▶ **Short exercise**: Retype the whole listing, please, keeping every line exact and dropping the pictures.

▶ **Record set**:
★ ★ ★ ★ ★ ★ ★
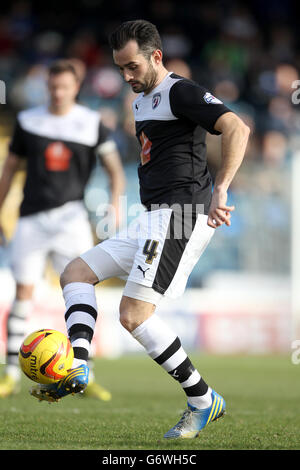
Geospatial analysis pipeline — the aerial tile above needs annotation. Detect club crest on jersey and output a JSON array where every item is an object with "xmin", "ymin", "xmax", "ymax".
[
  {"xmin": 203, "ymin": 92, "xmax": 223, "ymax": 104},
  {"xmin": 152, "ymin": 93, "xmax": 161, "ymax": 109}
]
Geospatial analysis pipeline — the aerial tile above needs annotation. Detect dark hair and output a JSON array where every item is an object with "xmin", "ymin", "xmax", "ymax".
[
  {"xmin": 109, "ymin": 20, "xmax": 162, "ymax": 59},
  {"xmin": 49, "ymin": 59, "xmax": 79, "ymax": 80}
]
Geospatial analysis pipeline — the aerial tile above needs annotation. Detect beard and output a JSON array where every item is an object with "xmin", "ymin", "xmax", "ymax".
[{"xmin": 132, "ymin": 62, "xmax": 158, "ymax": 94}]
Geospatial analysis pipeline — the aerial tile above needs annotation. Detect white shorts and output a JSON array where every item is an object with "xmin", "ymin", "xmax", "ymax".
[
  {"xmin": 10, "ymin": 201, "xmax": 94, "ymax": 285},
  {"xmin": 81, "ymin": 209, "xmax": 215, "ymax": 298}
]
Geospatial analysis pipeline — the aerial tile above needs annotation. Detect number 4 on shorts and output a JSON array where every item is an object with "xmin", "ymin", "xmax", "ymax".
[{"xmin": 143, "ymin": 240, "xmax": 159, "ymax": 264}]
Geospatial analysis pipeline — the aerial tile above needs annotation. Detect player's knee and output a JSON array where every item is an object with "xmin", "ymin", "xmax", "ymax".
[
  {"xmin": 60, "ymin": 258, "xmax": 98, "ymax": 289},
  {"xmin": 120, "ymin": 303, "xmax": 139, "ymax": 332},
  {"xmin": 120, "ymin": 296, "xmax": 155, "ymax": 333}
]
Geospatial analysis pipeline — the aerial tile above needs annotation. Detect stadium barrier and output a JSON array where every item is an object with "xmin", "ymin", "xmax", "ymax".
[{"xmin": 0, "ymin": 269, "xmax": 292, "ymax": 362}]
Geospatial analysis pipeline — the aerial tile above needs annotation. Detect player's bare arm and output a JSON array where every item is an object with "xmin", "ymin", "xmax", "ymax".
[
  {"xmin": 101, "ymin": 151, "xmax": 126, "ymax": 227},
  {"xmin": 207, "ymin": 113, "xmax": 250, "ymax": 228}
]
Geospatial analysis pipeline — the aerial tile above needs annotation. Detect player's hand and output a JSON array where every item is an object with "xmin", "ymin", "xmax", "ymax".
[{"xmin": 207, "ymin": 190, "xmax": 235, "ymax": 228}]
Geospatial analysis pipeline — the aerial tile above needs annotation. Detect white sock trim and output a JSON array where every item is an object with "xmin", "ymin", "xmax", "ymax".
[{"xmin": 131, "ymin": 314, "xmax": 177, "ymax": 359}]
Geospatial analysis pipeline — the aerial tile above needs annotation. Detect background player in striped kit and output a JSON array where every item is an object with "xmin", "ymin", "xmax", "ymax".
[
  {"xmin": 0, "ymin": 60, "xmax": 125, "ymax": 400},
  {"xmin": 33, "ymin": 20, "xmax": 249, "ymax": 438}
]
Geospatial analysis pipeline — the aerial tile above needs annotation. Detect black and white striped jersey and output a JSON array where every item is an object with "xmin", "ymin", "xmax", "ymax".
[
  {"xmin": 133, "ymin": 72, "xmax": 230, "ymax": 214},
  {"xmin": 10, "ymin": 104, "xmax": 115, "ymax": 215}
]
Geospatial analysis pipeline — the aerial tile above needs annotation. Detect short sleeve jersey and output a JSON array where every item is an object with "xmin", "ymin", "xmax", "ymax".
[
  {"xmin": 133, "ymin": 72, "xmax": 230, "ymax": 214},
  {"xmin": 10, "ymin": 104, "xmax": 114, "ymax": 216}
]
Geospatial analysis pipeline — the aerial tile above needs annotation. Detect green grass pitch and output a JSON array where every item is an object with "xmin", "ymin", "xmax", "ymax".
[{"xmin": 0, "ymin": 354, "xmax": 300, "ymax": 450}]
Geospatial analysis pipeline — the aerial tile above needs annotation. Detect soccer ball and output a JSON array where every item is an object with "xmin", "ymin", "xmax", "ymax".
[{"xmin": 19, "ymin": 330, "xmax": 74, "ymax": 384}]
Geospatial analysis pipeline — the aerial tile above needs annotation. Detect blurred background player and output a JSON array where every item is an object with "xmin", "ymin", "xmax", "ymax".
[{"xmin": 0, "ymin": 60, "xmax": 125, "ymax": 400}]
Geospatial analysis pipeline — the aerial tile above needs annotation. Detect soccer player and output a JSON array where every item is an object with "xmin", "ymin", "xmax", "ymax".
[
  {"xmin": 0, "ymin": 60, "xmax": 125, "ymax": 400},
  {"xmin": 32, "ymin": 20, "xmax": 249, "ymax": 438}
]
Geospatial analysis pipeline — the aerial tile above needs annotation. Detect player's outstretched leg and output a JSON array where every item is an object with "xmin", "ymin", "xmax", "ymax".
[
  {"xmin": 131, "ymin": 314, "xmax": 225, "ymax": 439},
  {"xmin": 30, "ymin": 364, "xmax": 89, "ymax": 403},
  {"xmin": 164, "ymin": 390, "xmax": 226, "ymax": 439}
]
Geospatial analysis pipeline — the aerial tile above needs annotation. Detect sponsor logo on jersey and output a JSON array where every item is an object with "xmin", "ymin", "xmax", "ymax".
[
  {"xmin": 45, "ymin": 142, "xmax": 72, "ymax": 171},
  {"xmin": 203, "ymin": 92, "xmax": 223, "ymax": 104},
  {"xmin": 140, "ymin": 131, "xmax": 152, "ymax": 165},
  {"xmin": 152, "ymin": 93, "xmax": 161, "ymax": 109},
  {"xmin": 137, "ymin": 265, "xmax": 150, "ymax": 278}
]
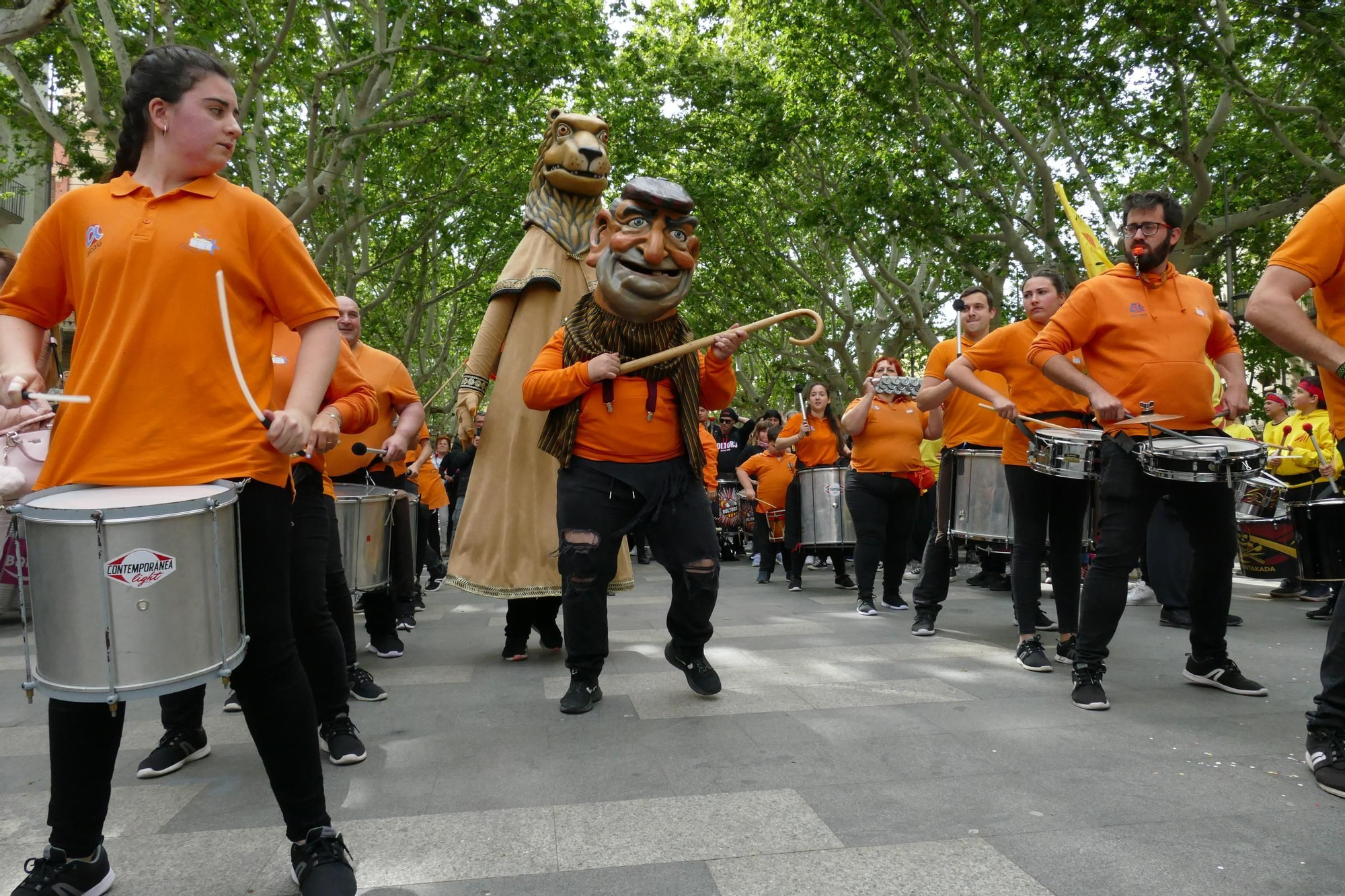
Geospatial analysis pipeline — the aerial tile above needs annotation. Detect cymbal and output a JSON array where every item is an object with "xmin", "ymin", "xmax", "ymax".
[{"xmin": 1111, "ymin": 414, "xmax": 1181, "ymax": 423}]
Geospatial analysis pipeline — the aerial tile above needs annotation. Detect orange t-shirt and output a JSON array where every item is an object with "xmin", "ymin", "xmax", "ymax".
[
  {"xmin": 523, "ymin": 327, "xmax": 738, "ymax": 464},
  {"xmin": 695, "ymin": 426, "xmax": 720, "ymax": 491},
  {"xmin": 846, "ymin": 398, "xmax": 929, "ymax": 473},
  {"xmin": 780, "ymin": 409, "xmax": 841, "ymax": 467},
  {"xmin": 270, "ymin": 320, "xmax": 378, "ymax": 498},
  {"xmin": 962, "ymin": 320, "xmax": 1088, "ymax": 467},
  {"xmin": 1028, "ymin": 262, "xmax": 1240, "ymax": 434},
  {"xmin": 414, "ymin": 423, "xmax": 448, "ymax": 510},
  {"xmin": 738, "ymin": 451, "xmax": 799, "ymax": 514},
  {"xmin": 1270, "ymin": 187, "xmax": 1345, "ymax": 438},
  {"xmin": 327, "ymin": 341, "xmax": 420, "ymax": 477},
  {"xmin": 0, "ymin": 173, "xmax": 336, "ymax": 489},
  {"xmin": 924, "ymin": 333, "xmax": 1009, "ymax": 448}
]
★ ★ ★ ★ ★ ★ ★
▶ **Answer**:
Geospatial analysis pipeline — the aerial tile above needs annotation. Detect club crest on jersey and output a JSON array where every item is an object with "xmin", "ymin", "xmax", "ymax".
[
  {"xmin": 203, "ymin": 92, "xmax": 223, "ymax": 104},
  {"xmin": 152, "ymin": 93, "xmax": 161, "ymax": 109}
]
Geospatial analysis pipeline — the aerial tile above needs annotation. Detect dark hair and output a JSON array where every item is an object with "xmin", "ymin", "xmax", "ymax".
[
  {"xmin": 109, "ymin": 20, "xmax": 162, "ymax": 59},
  {"xmin": 49, "ymin": 59, "xmax": 79, "ymax": 80}
]
Geospatial analysis pipeline — the aerial tile above needs annotation. Detect beard and output a JSON array where every item is an object with "xmin", "ymin", "xmax", "ymax".
[{"xmin": 132, "ymin": 62, "xmax": 158, "ymax": 94}]
Geospatial analysis pipeline — the aerial tile above needs annotation. Detect white shorts and output a JSON array where every item is an object with "xmin", "ymin", "xmax", "ymax".
[
  {"xmin": 10, "ymin": 201, "xmax": 94, "ymax": 285},
  {"xmin": 81, "ymin": 209, "xmax": 215, "ymax": 298}
]
Geospatial analysis pipeline — the aerial tile above needs annotation. Detect number 4 on shorts and output a JSON array where every item is an object with "xmin", "ymin", "xmax", "ymax".
[{"xmin": 143, "ymin": 240, "xmax": 159, "ymax": 264}]
Geospatial analysis pipeline — the aerial tile above needs annotation. Detect player's knee and output a JSON array where every item is an object with "xmin", "ymin", "xmax", "ymax".
[
  {"xmin": 60, "ymin": 258, "xmax": 98, "ymax": 289},
  {"xmin": 120, "ymin": 303, "xmax": 139, "ymax": 332},
  {"xmin": 120, "ymin": 296, "xmax": 155, "ymax": 333}
]
Geospatial analysis pipeline — the aerial tile above needs annotation. Detect stadium barrier and output a JSON array where every item is an object with "xmin", "ymin", "xmax", "ymax".
[{"xmin": 0, "ymin": 269, "xmax": 292, "ymax": 362}]
Geospatial analysis pipeline — the aerial tile above needs annotation. Detect player's bare arm and output a JSON array where every item is an object with "xmin", "ymin", "xmax", "ymax".
[
  {"xmin": 101, "ymin": 151, "xmax": 126, "ymax": 227},
  {"xmin": 207, "ymin": 113, "xmax": 250, "ymax": 228}
]
Geospatial analysis pipeline — the aerial tile above needs annotation. Detect player's hand and output a JSON array where every item is an object with "xmin", "ymin", "xmax", "ymax".
[{"xmin": 207, "ymin": 190, "xmax": 235, "ymax": 228}]
Geospatial analysis pipeline — the aerial tile above needs annotation. Detect white sock trim and output a JSON array where every item is an object with "xmin", "ymin", "xmax", "ymax".
[{"xmin": 131, "ymin": 314, "xmax": 177, "ymax": 359}]
Geospatial analysis pipeline — the aerial tile above needs annotation. Detect background player in striped kit and output a JSON array where every item is an object with "xmin", "ymin", "xmax", "ymax".
[
  {"xmin": 0, "ymin": 60, "xmax": 125, "ymax": 400},
  {"xmin": 33, "ymin": 20, "xmax": 249, "ymax": 438}
]
Geospatial analysis pipeline — the aerial tile above needs annotation. Detect black and white striped jersey and output a JSON array where every item is an object with "xmin", "ymin", "xmax", "ymax".
[
  {"xmin": 133, "ymin": 72, "xmax": 230, "ymax": 214},
  {"xmin": 10, "ymin": 104, "xmax": 115, "ymax": 215}
]
Geospatial analysis pipeline — the aerial tile above needs annotation. Detect short sleeve jersey and output a JSON array where every item is an object with "xmin", "ymin", "xmax", "ymax".
[
  {"xmin": 133, "ymin": 72, "xmax": 230, "ymax": 214},
  {"xmin": 10, "ymin": 104, "xmax": 114, "ymax": 216}
]
Geospatial analysis pipeline — the aerial tile above needs annotation. Detect green grass pitch and output a JSON array where every item is an object with "xmin", "ymin", "xmax", "ymax".
[{"xmin": 0, "ymin": 354, "xmax": 300, "ymax": 450}]
Geospatial analysis pipeline — the aerial tile above needs annotation. Detect soccer ball and output a JSON array where every item is an object with "xmin", "ymin", "xmax", "ymax".
[{"xmin": 19, "ymin": 330, "xmax": 74, "ymax": 384}]
Geospatial analysis pipeline — the aerial tile above needs annotation. Detect blurred background player and output a JSON array where every item is an object with "xmin", "ymin", "xmax", "ymax".
[{"xmin": 0, "ymin": 60, "xmax": 125, "ymax": 400}]
Geospatial analysis pipeline — the aerial tile above needs annotation. Detect soccer player and output a JSON array where every item is an object with "xmin", "ymin", "xmax", "ymax".
[
  {"xmin": 0, "ymin": 60, "xmax": 125, "ymax": 400},
  {"xmin": 32, "ymin": 20, "xmax": 249, "ymax": 438}
]
Geospatial analysis pipeline — the aerial tile above needs annotation. Detect player's outstretched leg and output a JSON array where every item is an object with "xmin", "ymin", "xmax", "ymax".
[
  {"xmin": 131, "ymin": 314, "xmax": 225, "ymax": 439},
  {"xmin": 30, "ymin": 364, "xmax": 89, "ymax": 403},
  {"xmin": 164, "ymin": 390, "xmax": 226, "ymax": 439}
]
Geospatial analysis pipeline — the aerial tile above needs annotation. Detect sponsor logo on jersey and output a JSON array where every item is an object with "xmin", "ymin", "xmax", "ymax".
[
  {"xmin": 45, "ymin": 142, "xmax": 72, "ymax": 171},
  {"xmin": 203, "ymin": 92, "xmax": 223, "ymax": 104},
  {"xmin": 140, "ymin": 131, "xmax": 152, "ymax": 165},
  {"xmin": 152, "ymin": 93, "xmax": 161, "ymax": 109},
  {"xmin": 137, "ymin": 265, "xmax": 150, "ymax": 278}
]
Geospatial analysis pipeline — the aerial tile above needs annotation. Detect cymbal and output a JSON array where every item is an object with "xmin", "ymin", "xmax", "ymax".
[{"xmin": 1111, "ymin": 414, "xmax": 1181, "ymax": 423}]
Geospatial analysis pipeline — the aerial tile above needs annotation. Detect orange t-shirt and output a JSON array where every item is an object with "xmin", "ymin", "xmax", "ymax".
[
  {"xmin": 523, "ymin": 327, "xmax": 738, "ymax": 464},
  {"xmin": 695, "ymin": 426, "xmax": 720, "ymax": 491},
  {"xmin": 846, "ymin": 398, "xmax": 929, "ymax": 473},
  {"xmin": 780, "ymin": 409, "xmax": 841, "ymax": 467},
  {"xmin": 270, "ymin": 320, "xmax": 378, "ymax": 498},
  {"xmin": 962, "ymin": 320, "xmax": 1088, "ymax": 467},
  {"xmin": 1028, "ymin": 262, "xmax": 1240, "ymax": 434},
  {"xmin": 414, "ymin": 423, "xmax": 448, "ymax": 510},
  {"xmin": 738, "ymin": 451, "xmax": 799, "ymax": 514},
  {"xmin": 1270, "ymin": 187, "xmax": 1345, "ymax": 438},
  {"xmin": 327, "ymin": 341, "xmax": 420, "ymax": 477},
  {"xmin": 0, "ymin": 173, "xmax": 336, "ymax": 489},
  {"xmin": 924, "ymin": 333, "xmax": 1009, "ymax": 448}
]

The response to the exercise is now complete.